Task objective - Reproduce the data below with every occurrence of "target named above" replaced by "object named above", leaving everything else unchanged and omitting the pictures.

────────────────────

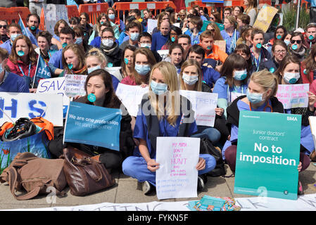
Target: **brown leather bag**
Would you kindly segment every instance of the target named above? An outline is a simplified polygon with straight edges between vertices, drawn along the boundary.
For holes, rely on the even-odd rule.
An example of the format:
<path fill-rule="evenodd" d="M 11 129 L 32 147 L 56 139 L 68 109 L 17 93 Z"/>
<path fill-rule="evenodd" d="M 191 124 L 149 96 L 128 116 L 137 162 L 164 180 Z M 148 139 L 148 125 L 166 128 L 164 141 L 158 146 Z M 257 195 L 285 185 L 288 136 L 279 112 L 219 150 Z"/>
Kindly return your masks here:
<path fill-rule="evenodd" d="M 80 150 L 68 146 L 63 149 L 63 172 L 72 195 L 84 196 L 115 184 L 103 163 Z"/>
<path fill-rule="evenodd" d="M 56 195 L 63 196 L 65 193 L 63 190 L 67 185 L 63 164 L 62 159 L 46 159 L 28 152 L 20 153 L 4 170 L 0 182 L 8 182 L 12 195 L 19 200 L 28 200 L 41 193 L 48 194 L 51 191 L 47 191 L 47 188 L 51 186 L 55 188 Z M 23 189 L 27 193 L 15 194 L 15 191 Z"/>

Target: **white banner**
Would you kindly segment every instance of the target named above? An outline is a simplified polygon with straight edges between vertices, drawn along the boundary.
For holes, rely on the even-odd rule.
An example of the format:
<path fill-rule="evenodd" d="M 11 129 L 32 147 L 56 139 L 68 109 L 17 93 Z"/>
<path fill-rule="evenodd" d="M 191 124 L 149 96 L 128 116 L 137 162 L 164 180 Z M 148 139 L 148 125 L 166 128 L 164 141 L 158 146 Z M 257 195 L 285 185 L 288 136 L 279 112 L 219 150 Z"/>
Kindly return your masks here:
<path fill-rule="evenodd" d="M 180 90 L 180 94 L 192 104 L 197 125 L 214 127 L 215 108 L 217 107 L 217 93 Z"/>
<path fill-rule="evenodd" d="M 70 98 L 65 94 L 65 77 L 40 79 L 37 94 L 58 94 L 63 96 L 63 117 L 65 117 Z"/>
<path fill-rule="evenodd" d="M 200 139 L 157 137 L 156 172 L 158 199 L 197 197 Z"/>
<path fill-rule="evenodd" d="M 148 93 L 148 87 L 118 84 L 116 95 L 127 108 L 131 116 L 137 117 L 139 105 L 141 103 L 143 96 Z"/>
<path fill-rule="evenodd" d="M 86 95 L 84 83 L 87 75 L 65 75 L 65 94 L 68 97 L 83 96 Z"/>
<path fill-rule="evenodd" d="M 42 115 L 54 126 L 63 126 L 63 96 L 59 94 L 0 92 L 0 108 L 1 124 Z"/>

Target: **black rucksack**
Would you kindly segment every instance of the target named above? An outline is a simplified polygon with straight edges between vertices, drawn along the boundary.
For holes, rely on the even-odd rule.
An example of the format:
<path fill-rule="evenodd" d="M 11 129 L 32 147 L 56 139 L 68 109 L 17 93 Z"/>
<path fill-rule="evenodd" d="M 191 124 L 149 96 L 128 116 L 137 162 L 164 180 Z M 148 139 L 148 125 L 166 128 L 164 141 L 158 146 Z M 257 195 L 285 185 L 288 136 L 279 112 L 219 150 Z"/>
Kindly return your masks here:
<path fill-rule="evenodd" d="M 210 176 L 220 176 L 226 174 L 224 160 L 221 152 L 217 149 L 208 139 L 201 138 L 200 142 L 200 154 L 210 154 L 215 158 L 216 167 L 207 175 Z"/>

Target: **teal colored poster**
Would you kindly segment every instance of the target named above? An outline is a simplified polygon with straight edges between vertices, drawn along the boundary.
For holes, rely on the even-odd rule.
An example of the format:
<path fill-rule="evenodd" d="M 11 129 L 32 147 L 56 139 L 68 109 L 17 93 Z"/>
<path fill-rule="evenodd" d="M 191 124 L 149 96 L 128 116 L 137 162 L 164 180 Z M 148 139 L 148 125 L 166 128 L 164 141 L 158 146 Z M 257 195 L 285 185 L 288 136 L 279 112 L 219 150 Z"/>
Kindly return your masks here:
<path fill-rule="evenodd" d="M 120 109 L 71 101 L 66 118 L 64 142 L 120 150 Z"/>
<path fill-rule="evenodd" d="M 234 192 L 297 199 L 301 115 L 241 111 Z"/>

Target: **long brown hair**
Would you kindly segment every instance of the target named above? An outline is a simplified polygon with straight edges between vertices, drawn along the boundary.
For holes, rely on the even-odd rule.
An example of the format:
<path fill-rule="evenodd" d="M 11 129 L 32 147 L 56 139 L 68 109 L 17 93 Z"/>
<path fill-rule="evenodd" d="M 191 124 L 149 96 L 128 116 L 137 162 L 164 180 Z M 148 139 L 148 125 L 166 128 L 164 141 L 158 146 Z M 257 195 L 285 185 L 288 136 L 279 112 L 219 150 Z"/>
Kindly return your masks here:
<path fill-rule="evenodd" d="M 312 50 L 310 52 L 309 56 L 302 62 L 302 65 L 304 65 L 306 72 L 303 72 L 302 76 L 306 76 L 310 83 L 312 83 L 312 80 L 310 80 L 310 72 L 316 69 L 316 62 L 315 61 L 315 57 L 316 56 L 316 44 L 314 44 L 312 47 Z"/>
<path fill-rule="evenodd" d="M 283 75 L 281 73 L 284 72 L 285 68 L 290 63 L 295 63 L 298 65 L 301 65 L 301 62 L 298 58 L 295 55 L 286 55 L 283 60 L 280 63 L 280 65 L 279 68 L 275 72 L 275 75 L 277 76 L 279 84 L 282 84 Z M 300 78 L 296 82 L 296 84 L 302 84 L 302 77 L 300 76 Z"/>
<path fill-rule="evenodd" d="M 84 89 L 87 93 L 87 86 L 89 80 L 91 77 L 95 76 L 100 76 L 102 79 L 104 86 L 106 89 L 108 90 L 108 91 L 106 94 L 106 97 L 104 98 L 103 107 L 110 108 L 120 108 L 121 105 L 121 101 L 118 98 L 115 94 L 115 91 L 114 91 L 113 86 L 112 84 L 112 77 L 108 71 L 104 70 L 103 69 L 96 70 L 87 77 L 86 83 L 84 84 Z M 88 104 L 91 104 L 91 103 L 87 99 L 87 96 L 86 96 L 86 103 Z"/>
<path fill-rule="evenodd" d="M 242 80 L 241 83 L 246 84 L 249 78 L 249 69 L 247 61 L 241 56 L 236 53 L 232 53 L 228 56 L 224 62 L 220 70 L 220 76 L 226 77 L 225 84 L 228 84 L 229 88 L 232 88 L 234 85 L 234 70 L 241 70 L 244 69 L 247 70 L 247 77 Z"/>
<path fill-rule="evenodd" d="M 15 51 L 16 41 L 18 41 L 20 39 L 23 39 L 25 41 L 26 44 L 27 44 L 27 46 L 29 47 L 29 52 L 27 53 L 28 59 L 32 65 L 34 64 L 36 65 L 37 63 L 37 54 L 36 53 L 35 51 L 33 49 L 33 45 L 32 44 L 31 41 L 25 35 L 18 36 L 14 40 L 13 44 L 12 45 L 11 53 L 10 53 L 10 56 L 8 58 L 9 60 L 14 64 L 16 64 L 18 63 L 18 60 L 20 59 L 20 56 L 18 56 Z"/>
<path fill-rule="evenodd" d="M 135 68 L 135 61 L 136 61 L 136 55 L 142 54 L 146 56 L 147 58 L 148 63 L 151 67 L 151 70 L 153 66 L 157 63 L 153 56 L 153 52 L 147 48 L 139 48 L 134 52 L 134 62 L 133 62 L 133 68 Z M 147 77 L 146 84 L 148 84 L 149 80 L 149 75 L 150 72 L 146 75 Z M 134 71 L 134 77 L 135 78 L 136 84 L 140 85 L 141 84 L 141 75 L 139 75 L 136 70 Z"/>

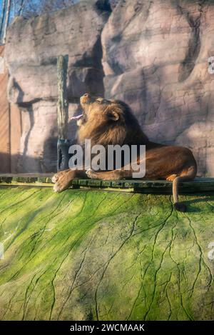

────────────────────

Solution to the problem -
Target: **brown leather bag**
Would you kindly segment every instance of the object named above? An outline is a simplified polygon with straight edges between vertices, drawn along the boundary.
For holes, rely on the even-odd rule.
An example of the format:
<path fill-rule="evenodd" d="M 11 129 L 32 147 L 56 139 L 68 109 L 17 93 Z"/>
<path fill-rule="evenodd" d="M 191 124 L 149 96 L 128 116 L 137 162 L 164 180 Z M 148 139 L 148 125 L 166 128 L 164 141 L 158 146 Z M 257 195 L 285 185 L 288 136 L 279 112 L 219 150 Z"/>
Kindly return your masks here:
<path fill-rule="evenodd" d="M 80 150 L 68 146 L 63 149 L 63 172 L 72 195 L 84 196 L 115 184 L 103 163 Z"/>
<path fill-rule="evenodd" d="M 56 195 L 63 196 L 65 193 L 63 190 L 67 185 L 63 164 L 62 159 L 46 159 L 28 152 L 20 153 L 4 170 L 0 182 L 8 182 L 12 195 L 19 200 L 28 200 L 41 193 L 48 194 L 51 191 L 47 191 L 47 188 L 51 186 L 55 188 Z M 23 189 L 27 193 L 15 194 L 15 191 Z"/>

Target: **white banner**
Would you kindly segment every instance of the object named above? An outline is a simplified polygon with straight edges between vertices, drawn along the boundary.
For holes, rely on the even-odd rule.
An example of the format:
<path fill-rule="evenodd" d="M 11 129 L 32 147 L 56 139 L 68 109 L 17 93 Z"/>
<path fill-rule="evenodd" d="M 191 124 L 149 96 L 128 116 L 137 162 L 164 180 Z M 148 139 L 148 125 L 166 128 L 164 141 L 158 146 Z M 257 195 L 285 185 L 288 136 L 279 112 L 219 150 Z"/>
Kindly return your masks here:
<path fill-rule="evenodd" d="M 180 90 L 180 94 L 192 104 L 197 125 L 214 127 L 215 108 L 217 107 L 217 93 Z"/>
<path fill-rule="evenodd" d="M 70 98 L 65 94 L 65 77 L 40 79 L 37 94 L 58 94 L 63 96 L 63 117 L 65 117 Z"/>
<path fill-rule="evenodd" d="M 200 139 L 157 137 L 156 172 L 158 199 L 197 197 Z"/>
<path fill-rule="evenodd" d="M 148 93 L 148 87 L 118 84 L 116 95 L 127 108 L 131 116 L 137 117 L 139 105 L 141 103 L 143 96 Z"/>
<path fill-rule="evenodd" d="M 86 95 L 84 83 L 87 75 L 65 75 L 65 94 L 68 97 L 83 96 Z"/>
<path fill-rule="evenodd" d="M 42 115 L 54 126 L 63 126 L 63 96 L 59 94 L 0 92 L 0 108 L 1 124 Z"/>

Target: **black rucksack**
Would you kindly segment every instance of the object named above? An outline is a simplified polygon with straight edges between vertices, drawn along the boundary.
For holes, rely on the even-odd rule.
An example of the format:
<path fill-rule="evenodd" d="M 11 129 L 32 147 L 56 139 L 68 109 L 17 93 Z"/>
<path fill-rule="evenodd" d="M 191 124 L 149 96 L 128 116 L 137 162 L 164 180 Z M 148 139 L 148 125 L 166 128 L 164 141 L 158 146 Z M 257 195 L 285 185 L 288 136 L 279 112 L 219 150 Z"/>
Kindly return your masks here:
<path fill-rule="evenodd" d="M 210 176 L 220 176 L 226 174 L 224 160 L 221 152 L 217 149 L 208 139 L 201 138 L 200 142 L 200 154 L 210 154 L 215 158 L 216 167 L 207 175 Z"/>

Target: **teal colored poster**
Would you kindly segment every instance of the object named above? An outline is a simplified polygon with straight edges between vertices, drawn along the boundary.
For holes, rely on the even-odd rule.
An example of the format:
<path fill-rule="evenodd" d="M 11 129 L 32 147 L 56 139 L 68 109 L 17 93 Z"/>
<path fill-rule="evenodd" d="M 191 124 L 149 96 L 128 116 L 137 162 L 164 180 Z M 148 139 L 148 125 L 166 128 L 164 141 L 158 146 Z M 257 195 L 285 185 L 288 136 L 279 112 L 219 150 Z"/>
Kindly return your masks here:
<path fill-rule="evenodd" d="M 120 109 L 71 101 L 66 118 L 64 142 L 120 150 Z"/>
<path fill-rule="evenodd" d="M 234 192 L 297 199 L 301 115 L 241 111 Z"/>

Target: **long brown hair**
Would you kindly segment every instance of the object named above? An outline is a simplified polygon with straight edges between vertices, drawn along the boundary.
For holes, rely on the even-odd rule.
An example of the format:
<path fill-rule="evenodd" d="M 11 129 L 32 147 L 56 139 L 68 109 L 17 93 Z"/>
<path fill-rule="evenodd" d="M 191 124 L 149 96 L 128 116 L 137 162 L 164 180 Z M 148 139 L 148 125 L 166 128 L 164 141 L 158 146 Z M 257 195 L 285 185 L 288 136 L 279 112 L 219 150 Z"/>
Kindly return your masks here:
<path fill-rule="evenodd" d="M 312 50 L 310 52 L 309 56 L 302 62 L 302 65 L 304 65 L 306 72 L 303 72 L 302 76 L 306 76 L 310 83 L 312 83 L 312 80 L 310 80 L 310 72 L 316 69 L 316 62 L 315 61 L 315 57 L 316 56 L 316 44 L 314 44 L 312 47 Z"/>
<path fill-rule="evenodd" d="M 283 75 L 281 73 L 284 72 L 285 68 L 290 63 L 295 63 L 298 65 L 301 65 L 301 62 L 298 58 L 295 55 L 286 55 L 283 60 L 280 63 L 280 65 L 279 68 L 275 72 L 275 75 L 277 76 L 279 84 L 282 84 Z M 300 78 L 296 82 L 296 84 L 302 84 L 302 77 L 300 76 Z"/>
<path fill-rule="evenodd" d="M 84 89 L 87 93 L 87 86 L 89 80 L 91 77 L 95 76 L 100 76 L 102 79 L 104 86 L 106 89 L 108 90 L 108 91 L 106 94 L 106 97 L 104 98 L 103 107 L 110 108 L 120 108 L 121 105 L 121 101 L 118 98 L 115 94 L 115 91 L 114 91 L 113 86 L 112 84 L 112 77 L 108 71 L 104 70 L 103 69 L 96 70 L 87 77 L 86 83 L 84 84 Z M 88 104 L 91 104 L 91 103 L 87 99 L 87 96 L 86 96 L 86 103 Z"/>
<path fill-rule="evenodd" d="M 242 80 L 241 83 L 246 84 L 249 78 L 249 69 L 247 61 L 241 56 L 236 53 L 232 53 L 228 56 L 224 62 L 220 70 L 220 76 L 226 77 L 225 84 L 228 84 L 229 88 L 232 88 L 234 85 L 234 70 L 241 70 L 244 69 L 247 70 L 247 77 Z"/>
<path fill-rule="evenodd" d="M 15 51 L 16 41 L 18 41 L 20 39 L 23 39 L 25 41 L 26 44 L 27 44 L 27 46 L 29 47 L 29 52 L 27 53 L 28 59 L 32 65 L 34 64 L 36 65 L 37 63 L 37 54 L 36 53 L 35 51 L 33 49 L 33 45 L 32 44 L 31 41 L 25 35 L 18 36 L 14 40 L 13 44 L 12 45 L 11 53 L 10 53 L 10 56 L 8 58 L 9 60 L 14 64 L 16 64 L 18 63 L 18 60 L 20 59 L 20 56 L 18 56 Z"/>
<path fill-rule="evenodd" d="M 135 68 L 135 61 L 136 61 L 136 55 L 142 54 L 146 56 L 147 58 L 148 63 L 151 67 L 151 70 L 153 66 L 157 63 L 153 56 L 153 52 L 147 48 L 139 48 L 134 52 L 134 62 L 133 62 L 133 68 Z M 147 77 L 146 84 L 148 84 L 149 80 L 149 75 L 150 72 L 146 75 Z M 134 71 L 134 77 L 135 78 L 136 84 L 140 85 L 141 84 L 141 75 L 139 75 L 136 70 Z"/>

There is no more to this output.